■ **TASK GOAL**:
Change "clear blue sky" to "cloudless blue sky" in everything from the start of the data down to the line containing "[(745, 80)]", and reproduce those lines otherwise unaltered without the pictures.

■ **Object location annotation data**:
◆ ◆ ◆
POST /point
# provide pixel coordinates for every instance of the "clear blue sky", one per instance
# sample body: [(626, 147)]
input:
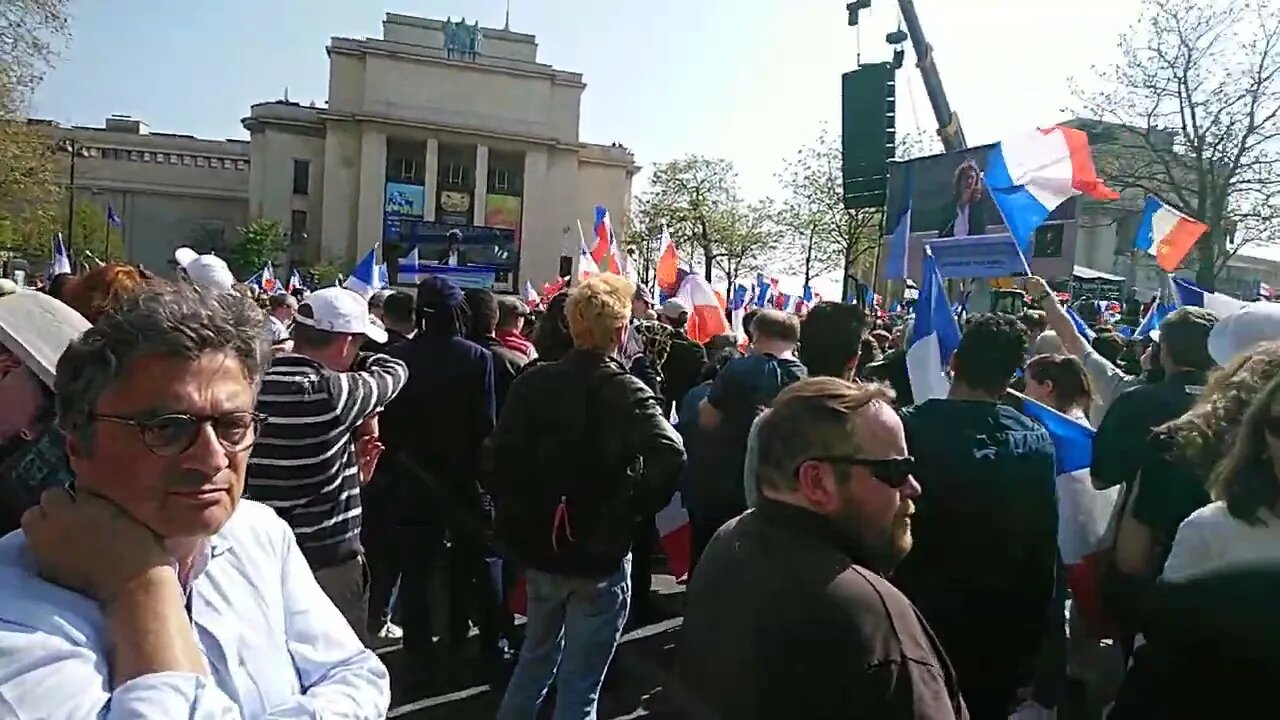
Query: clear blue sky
[(745, 80)]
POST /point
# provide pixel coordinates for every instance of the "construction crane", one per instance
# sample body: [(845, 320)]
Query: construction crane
[(949, 123)]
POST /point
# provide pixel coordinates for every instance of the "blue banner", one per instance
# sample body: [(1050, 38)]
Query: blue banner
[(978, 256)]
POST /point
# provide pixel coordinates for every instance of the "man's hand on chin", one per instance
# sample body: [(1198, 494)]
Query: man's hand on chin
[(88, 545)]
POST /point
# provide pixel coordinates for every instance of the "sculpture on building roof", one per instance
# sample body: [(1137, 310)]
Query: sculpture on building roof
[(462, 41)]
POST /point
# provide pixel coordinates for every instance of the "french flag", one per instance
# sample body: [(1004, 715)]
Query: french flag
[(705, 310), (602, 250), (586, 265), (675, 534), (1083, 513), (899, 242), (1029, 176), (1166, 235), (668, 267), (365, 277), (935, 337), (1192, 295)]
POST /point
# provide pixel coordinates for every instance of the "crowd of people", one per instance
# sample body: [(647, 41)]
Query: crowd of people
[(224, 500)]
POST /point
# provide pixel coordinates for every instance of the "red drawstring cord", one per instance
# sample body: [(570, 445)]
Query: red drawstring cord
[(561, 516)]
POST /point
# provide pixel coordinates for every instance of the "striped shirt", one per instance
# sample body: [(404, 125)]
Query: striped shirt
[(304, 463)]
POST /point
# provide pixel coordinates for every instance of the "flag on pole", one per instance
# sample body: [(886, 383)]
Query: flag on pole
[(62, 263), (899, 242), (602, 247), (1031, 174), (365, 277), (667, 272), (935, 337), (705, 311), (1166, 235), (1083, 513)]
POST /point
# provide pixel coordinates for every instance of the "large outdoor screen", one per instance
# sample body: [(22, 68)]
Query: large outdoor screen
[(405, 200), (938, 190)]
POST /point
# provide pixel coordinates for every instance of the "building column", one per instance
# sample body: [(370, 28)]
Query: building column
[(432, 178), (373, 194), (481, 192), (539, 259)]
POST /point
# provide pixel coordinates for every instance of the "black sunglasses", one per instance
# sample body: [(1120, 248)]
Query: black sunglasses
[(894, 472), (177, 432)]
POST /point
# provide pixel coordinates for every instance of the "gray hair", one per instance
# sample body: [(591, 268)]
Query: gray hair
[(161, 319)]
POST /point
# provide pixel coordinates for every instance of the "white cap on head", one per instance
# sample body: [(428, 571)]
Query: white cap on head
[(673, 308), (206, 272), (37, 329), (339, 310), (1240, 331)]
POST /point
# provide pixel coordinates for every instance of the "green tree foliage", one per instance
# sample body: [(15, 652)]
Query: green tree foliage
[(695, 199), (818, 232), (1196, 96), (261, 241), (31, 35)]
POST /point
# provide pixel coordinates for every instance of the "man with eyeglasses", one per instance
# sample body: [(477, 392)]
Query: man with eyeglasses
[(307, 463), (789, 614), (149, 588)]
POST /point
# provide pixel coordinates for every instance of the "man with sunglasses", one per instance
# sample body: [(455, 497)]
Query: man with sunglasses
[(789, 614), (150, 589)]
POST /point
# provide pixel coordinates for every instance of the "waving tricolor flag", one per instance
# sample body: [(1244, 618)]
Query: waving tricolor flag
[(935, 337), (1029, 176), (1166, 235), (603, 241), (1083, 513), (668, 267), (705, 311)]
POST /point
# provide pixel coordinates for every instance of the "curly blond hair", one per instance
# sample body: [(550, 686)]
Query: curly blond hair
[(598, 309), (103, 290)]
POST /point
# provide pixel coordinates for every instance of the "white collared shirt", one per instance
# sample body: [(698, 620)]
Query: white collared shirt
[(275, 645)]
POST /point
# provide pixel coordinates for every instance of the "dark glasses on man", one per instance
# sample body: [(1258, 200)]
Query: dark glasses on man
[(177, 432), (894, 472)]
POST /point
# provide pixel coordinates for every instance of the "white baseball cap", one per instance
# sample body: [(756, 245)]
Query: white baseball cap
[(208, 272), (1242, 331), (339, 310), (673, 308), (37, 329)]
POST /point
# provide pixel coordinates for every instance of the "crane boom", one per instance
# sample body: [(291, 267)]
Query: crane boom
[(949, 123)]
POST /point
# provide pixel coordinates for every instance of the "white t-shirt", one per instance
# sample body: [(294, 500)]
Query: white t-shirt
[(1211, 538)]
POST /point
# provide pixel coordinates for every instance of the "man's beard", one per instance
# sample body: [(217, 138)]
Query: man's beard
[(880, 548)]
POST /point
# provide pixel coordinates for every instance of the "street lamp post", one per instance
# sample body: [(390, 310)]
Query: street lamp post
[(74, 150)]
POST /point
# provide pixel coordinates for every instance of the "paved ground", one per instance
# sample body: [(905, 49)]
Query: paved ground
[(631, 689)]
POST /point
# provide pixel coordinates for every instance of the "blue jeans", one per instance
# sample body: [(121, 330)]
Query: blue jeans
[(574, 628)]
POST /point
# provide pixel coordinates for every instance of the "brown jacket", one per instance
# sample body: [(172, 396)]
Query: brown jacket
[(782, 623)]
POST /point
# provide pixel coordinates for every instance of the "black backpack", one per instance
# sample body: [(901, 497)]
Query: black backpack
[(570, 502)]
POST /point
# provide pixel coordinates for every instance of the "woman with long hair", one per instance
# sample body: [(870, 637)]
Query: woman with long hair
[(1175, 483), (1242, 524)]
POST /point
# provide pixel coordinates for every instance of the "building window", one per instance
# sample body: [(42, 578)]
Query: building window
[(298, 228), (1048, 241), (1127, 231), (301, 177), (408, 169)]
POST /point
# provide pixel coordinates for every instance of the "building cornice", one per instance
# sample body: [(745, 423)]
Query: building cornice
[(95, 185), (430, 55)]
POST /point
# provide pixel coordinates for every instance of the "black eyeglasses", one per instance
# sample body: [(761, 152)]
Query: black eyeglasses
[(894, 472), (177, 432)]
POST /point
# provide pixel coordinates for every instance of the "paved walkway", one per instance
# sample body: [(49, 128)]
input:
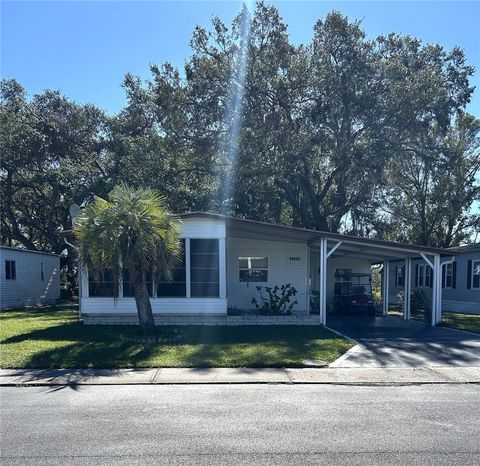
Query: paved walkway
[(392, 342), (357, 376)]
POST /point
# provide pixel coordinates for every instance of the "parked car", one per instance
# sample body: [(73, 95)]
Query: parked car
[(353, 294)]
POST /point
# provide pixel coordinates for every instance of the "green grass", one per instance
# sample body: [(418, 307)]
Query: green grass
[(54, 338), (467, 322)]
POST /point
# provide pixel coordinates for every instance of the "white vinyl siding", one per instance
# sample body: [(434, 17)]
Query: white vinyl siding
[(476, 274), (28, 288), (287, 263), (193, 230)]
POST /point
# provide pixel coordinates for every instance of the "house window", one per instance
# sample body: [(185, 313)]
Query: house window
[(128, 287), (10, 270), (101, 284), (424, 278), (476, 274), (399, 276), (343, 282), (177, 286), (204, 268), (448, 276), (253, 269)]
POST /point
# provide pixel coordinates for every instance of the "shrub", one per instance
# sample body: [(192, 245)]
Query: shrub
[(278, 299)]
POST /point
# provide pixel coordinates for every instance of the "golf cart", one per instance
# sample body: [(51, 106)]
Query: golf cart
[(353, 293)]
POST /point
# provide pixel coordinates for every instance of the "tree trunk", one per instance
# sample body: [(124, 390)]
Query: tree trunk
[(142, 300)]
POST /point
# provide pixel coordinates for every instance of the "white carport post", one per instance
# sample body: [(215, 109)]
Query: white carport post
[(406, 288), (437, 283), (386, 285), (323, 281), (437, 291)]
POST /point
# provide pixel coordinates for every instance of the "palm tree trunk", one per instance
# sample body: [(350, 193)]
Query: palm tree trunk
[(142, 300)]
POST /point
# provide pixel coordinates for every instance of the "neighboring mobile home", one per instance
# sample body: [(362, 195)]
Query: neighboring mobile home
[(28, 278), (226, 258), (460, 279)]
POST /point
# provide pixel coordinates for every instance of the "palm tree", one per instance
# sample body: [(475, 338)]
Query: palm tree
[(133, 231)]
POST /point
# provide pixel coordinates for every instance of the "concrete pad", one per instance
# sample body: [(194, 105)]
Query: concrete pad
[(76, 376), (392, 342), (385, 375), (221, 375)]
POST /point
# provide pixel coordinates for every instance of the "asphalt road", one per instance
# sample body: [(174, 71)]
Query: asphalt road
[(241, 424)]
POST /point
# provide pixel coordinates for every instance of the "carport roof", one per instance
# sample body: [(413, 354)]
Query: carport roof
[(311, 236)]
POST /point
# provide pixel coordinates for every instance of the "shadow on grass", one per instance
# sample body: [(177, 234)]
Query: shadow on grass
[(74, 345)]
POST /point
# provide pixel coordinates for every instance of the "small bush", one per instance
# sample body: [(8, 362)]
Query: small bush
[(278, 299)]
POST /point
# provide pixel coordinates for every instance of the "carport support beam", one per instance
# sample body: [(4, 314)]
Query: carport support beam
[(386, 285), (323, 281), (406, 288), (437, 291)]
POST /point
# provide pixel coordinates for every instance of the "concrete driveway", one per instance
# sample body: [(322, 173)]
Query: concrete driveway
[(393, 342)]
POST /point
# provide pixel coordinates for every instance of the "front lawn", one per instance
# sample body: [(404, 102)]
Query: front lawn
[(467, 322), (54, 338)]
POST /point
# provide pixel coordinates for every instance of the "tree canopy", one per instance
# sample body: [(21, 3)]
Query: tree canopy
[(345, 133)]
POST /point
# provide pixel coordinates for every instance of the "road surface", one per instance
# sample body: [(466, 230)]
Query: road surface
[(241, 424)]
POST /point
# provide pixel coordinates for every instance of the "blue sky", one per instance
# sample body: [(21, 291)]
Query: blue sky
[(85, 48)]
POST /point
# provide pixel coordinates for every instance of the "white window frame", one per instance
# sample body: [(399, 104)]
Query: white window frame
[(448, 273), (421, 276), (249, 259), (428, 274), (397, 275), (10, 261), (475, 261)]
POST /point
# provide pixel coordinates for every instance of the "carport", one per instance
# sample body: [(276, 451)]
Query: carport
[(330, 246)]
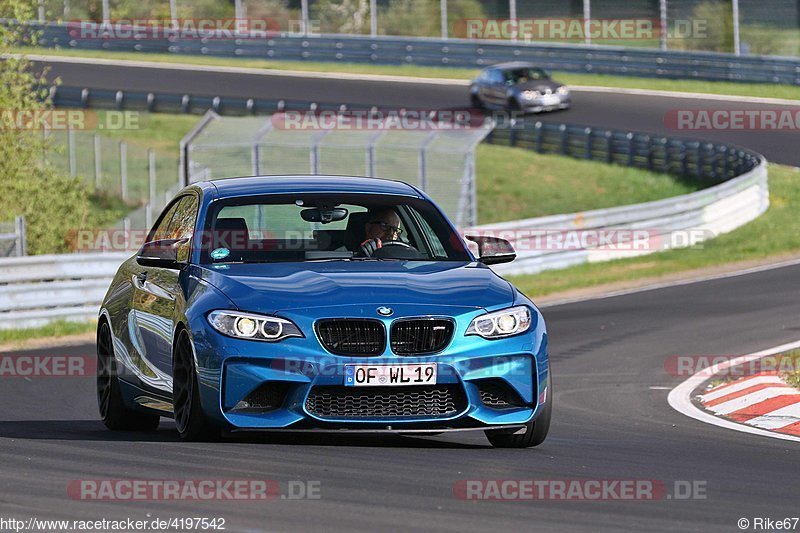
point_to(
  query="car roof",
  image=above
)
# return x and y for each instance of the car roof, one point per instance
(512, 65)
(231, 187)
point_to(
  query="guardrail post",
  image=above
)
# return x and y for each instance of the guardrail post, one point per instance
(71, 149)
(123, 169)
(21, 244)
(588, 153)
(98, 171)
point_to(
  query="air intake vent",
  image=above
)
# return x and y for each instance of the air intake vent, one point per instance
(360, 337)
(498, 395)
(267, 397)
(421, 336)
(427, 401)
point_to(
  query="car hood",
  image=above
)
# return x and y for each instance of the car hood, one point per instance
(538, 85)
(272, 287)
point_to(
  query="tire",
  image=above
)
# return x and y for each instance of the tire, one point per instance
(113, 411)
(476, 101)
(535, 430)
(190, 420)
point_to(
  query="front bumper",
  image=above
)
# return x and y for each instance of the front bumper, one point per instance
(545, 103)
(232, 370)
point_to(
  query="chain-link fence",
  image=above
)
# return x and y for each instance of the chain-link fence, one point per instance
(741, 26)
(143, 178)
(438, 160)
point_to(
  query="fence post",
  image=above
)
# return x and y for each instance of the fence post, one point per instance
(512, 15)
(97, 166)
(589, 139)
(304, 16)
(443, 10)
(151, 171)
(373, 18)
(71, 149)
(737, 46)
(123, 169)
(587, 23)
(21, 245)
(630, 148)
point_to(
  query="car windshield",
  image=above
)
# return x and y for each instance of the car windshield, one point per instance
(523, 75)
(327, 227)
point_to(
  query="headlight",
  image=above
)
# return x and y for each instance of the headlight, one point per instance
(255, 327)
(505, 323)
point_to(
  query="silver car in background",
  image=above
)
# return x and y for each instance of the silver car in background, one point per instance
(518, 86)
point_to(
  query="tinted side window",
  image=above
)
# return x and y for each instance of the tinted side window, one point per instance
(183, 220)
(161, 229)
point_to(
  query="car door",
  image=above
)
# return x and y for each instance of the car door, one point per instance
(155, 291)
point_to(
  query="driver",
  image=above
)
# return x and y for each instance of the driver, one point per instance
(383, 225)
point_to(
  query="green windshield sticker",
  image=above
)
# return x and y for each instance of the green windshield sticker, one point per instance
(220, 253)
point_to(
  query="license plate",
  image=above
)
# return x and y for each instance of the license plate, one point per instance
(389, 375)
(550, 99)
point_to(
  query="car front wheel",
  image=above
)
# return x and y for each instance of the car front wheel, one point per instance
(113, 411)
(190, 420)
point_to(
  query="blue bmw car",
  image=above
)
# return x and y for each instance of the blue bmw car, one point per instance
(319, 303)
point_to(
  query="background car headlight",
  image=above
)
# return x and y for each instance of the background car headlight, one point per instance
(251, 326)
(505, 323)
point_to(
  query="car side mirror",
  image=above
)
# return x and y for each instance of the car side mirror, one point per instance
(493, 250)
(166, 253)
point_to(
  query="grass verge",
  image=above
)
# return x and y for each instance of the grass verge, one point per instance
(570, 78)
(61, 328)
(791, 361)
(772, 234)
(514, 183)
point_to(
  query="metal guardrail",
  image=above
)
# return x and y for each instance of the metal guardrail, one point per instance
(639, 62)
(692, 218)
(39, 289)
(36, 290)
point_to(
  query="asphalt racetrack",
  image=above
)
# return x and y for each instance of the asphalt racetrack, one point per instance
(608, 424)
(611, 419)
(642, 113)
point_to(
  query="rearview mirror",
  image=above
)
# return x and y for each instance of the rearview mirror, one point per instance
(493, 250)
(167, 253)
(325, 216)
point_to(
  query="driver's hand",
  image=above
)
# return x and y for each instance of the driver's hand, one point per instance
(369, 246)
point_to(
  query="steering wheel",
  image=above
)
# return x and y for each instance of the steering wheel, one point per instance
(398, 243)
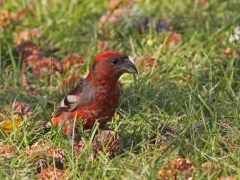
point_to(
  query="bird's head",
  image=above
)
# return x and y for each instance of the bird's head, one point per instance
(110, 65)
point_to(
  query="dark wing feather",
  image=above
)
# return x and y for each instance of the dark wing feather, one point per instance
(73, 100)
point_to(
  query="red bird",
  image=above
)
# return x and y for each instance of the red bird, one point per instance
(96, 98)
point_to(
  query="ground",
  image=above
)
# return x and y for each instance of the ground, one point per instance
(178, 118)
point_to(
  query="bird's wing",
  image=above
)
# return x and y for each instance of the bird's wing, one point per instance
(76, 98)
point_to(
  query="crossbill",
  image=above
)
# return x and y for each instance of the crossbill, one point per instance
(96, 98)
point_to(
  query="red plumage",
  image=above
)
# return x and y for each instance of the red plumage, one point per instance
(96, 97)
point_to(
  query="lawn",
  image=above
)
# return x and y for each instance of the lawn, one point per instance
(177, 119)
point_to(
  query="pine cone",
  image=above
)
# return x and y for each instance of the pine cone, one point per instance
(146, 24)
(6, 150)
(52, 174)
(22, 109)
(27, 48)
(44, 66)
(42, 153)
(27, 35)
(174, 39)
(78, 147)
(178, 166)
(108, 142)
(5, 17)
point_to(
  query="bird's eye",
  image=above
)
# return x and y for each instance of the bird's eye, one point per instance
(114, 61)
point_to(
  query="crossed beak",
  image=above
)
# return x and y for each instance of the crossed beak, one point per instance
(129, 67)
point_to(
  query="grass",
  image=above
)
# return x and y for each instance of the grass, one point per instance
(193, 89)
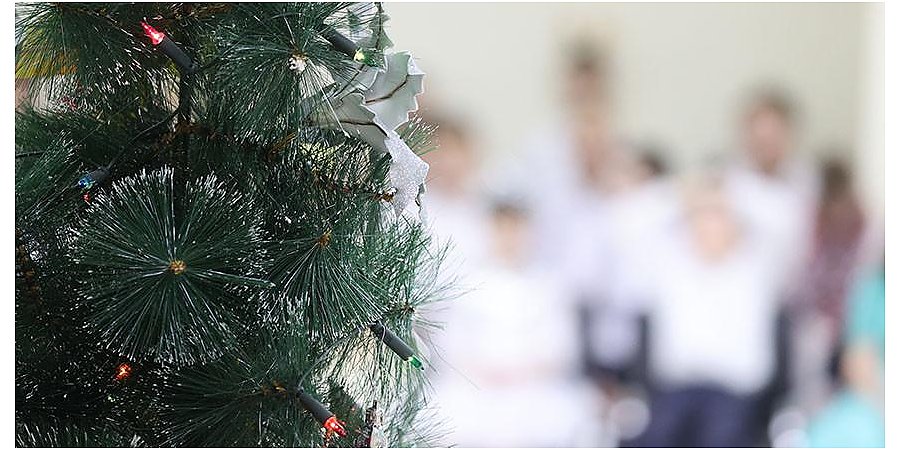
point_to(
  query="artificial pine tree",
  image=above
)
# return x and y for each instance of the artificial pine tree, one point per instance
(218, 239)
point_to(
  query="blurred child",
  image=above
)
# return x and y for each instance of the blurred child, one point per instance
(855, 416)
(712, 305)
(454, 203)
(511, 345)
(774, 190)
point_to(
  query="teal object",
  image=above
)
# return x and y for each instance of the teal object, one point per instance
(848, 421)
(865, 319)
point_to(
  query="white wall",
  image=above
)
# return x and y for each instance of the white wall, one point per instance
(681, 69)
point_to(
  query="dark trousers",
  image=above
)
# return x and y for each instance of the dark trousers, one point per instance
(700, 417)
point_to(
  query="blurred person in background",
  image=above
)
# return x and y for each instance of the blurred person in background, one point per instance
(855, 415)
(512, 345)
(712, 302)
(819, 316)
(572, 172)
(454, 202)
(773, 188)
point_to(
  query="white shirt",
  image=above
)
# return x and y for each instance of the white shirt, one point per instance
(512, 347)
(712, 323)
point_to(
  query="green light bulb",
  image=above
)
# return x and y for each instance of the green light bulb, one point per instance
(415, 362)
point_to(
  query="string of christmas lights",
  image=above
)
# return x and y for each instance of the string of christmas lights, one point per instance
(402, 349)
(170, 48)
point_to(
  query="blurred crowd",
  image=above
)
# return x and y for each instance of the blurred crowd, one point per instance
(610, 300)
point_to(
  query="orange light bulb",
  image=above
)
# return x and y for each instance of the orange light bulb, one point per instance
(332, 425)
(123, 371)
(155, 36)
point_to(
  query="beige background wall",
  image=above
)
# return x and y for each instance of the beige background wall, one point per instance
(680, 69)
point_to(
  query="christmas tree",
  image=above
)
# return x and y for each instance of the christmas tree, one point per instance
(218, 234)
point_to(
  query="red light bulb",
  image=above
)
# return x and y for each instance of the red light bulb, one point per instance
(332, 425)
(155, 36)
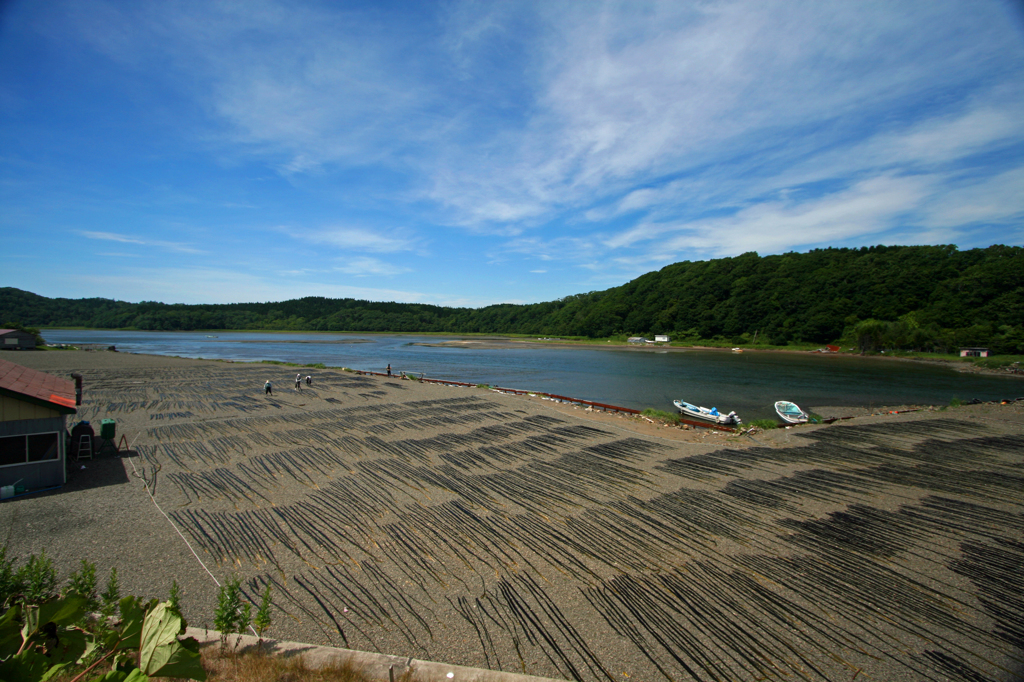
◆ ◆ ◆
■ **TASK ANSWER**:
POST /point
# provide pixel coordinates for every instance of the "cloudless blue sky", one per instance
# sample body: [(626, 147)]
input:
Query: cloudless blue sky
[(745, 80)]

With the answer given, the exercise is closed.